- Task to complete -
Please give back only the lines below from the one containing "Annotation task: put one keypoint on every instance of the roof" to the one containing "Annotation task: put one keypoint on every instance of the bay", each repeated word for word, both ends included.
━━━━━ Given records
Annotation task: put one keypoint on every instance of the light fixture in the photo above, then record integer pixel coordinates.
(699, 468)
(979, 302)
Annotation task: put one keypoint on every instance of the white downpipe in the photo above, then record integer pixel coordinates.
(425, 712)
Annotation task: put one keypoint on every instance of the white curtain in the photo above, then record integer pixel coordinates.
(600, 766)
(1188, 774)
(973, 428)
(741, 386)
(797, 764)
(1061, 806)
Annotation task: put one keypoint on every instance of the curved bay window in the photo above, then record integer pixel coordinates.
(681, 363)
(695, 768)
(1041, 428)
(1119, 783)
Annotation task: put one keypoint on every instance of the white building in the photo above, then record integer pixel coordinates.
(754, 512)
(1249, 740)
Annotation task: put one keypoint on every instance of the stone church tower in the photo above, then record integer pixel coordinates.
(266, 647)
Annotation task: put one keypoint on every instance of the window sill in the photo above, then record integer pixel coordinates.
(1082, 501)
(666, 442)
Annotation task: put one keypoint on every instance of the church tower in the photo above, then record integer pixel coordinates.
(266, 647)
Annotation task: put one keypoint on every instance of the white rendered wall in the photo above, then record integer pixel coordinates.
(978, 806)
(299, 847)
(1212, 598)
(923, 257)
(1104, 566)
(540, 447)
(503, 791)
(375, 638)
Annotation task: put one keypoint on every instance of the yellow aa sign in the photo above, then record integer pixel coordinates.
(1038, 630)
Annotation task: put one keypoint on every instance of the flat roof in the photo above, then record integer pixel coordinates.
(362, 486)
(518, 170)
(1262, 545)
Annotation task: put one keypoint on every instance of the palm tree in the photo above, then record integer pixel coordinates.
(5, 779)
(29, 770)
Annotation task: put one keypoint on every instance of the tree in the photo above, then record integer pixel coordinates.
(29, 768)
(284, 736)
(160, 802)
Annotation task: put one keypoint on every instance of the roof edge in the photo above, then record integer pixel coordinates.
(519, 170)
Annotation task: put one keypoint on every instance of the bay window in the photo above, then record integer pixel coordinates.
━━━━━━━━━━
━━━━━ Given records
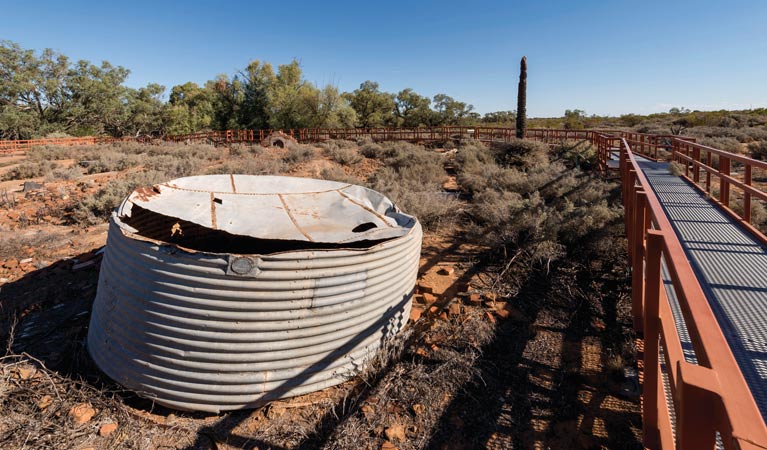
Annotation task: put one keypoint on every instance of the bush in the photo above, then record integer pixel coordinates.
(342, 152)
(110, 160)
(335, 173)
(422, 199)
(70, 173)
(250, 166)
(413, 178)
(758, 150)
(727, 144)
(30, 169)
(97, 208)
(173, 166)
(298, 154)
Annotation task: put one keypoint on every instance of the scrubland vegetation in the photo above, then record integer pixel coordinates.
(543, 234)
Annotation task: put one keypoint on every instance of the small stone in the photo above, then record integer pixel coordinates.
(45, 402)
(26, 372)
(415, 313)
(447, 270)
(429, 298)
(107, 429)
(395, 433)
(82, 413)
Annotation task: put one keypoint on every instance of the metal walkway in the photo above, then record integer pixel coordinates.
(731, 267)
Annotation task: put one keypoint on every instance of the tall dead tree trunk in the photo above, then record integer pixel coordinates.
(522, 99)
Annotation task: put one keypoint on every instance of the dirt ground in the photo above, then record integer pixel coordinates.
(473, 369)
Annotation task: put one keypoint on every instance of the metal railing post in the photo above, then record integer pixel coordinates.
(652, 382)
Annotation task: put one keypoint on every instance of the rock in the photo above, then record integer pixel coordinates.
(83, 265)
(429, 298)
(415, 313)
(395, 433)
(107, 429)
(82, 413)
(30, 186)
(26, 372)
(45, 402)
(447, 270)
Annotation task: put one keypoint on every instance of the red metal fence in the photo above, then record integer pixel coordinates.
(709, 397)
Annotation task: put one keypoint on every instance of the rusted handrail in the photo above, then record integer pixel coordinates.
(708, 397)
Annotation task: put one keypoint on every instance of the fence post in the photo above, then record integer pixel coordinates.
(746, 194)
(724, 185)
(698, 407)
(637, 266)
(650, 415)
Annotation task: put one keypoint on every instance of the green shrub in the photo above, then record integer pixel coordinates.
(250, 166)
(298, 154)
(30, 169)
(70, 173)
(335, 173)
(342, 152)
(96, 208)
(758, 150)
━━━━━━━━━━
- Answer area -
Annotation task: put one keypoint on every instance of the roof edge in the photo above, then record integer pixel coordinates.
(519, 170)
Annotation task: put one keypoint on every instance of the bay window in the photo above, then record integer pixel coordinates.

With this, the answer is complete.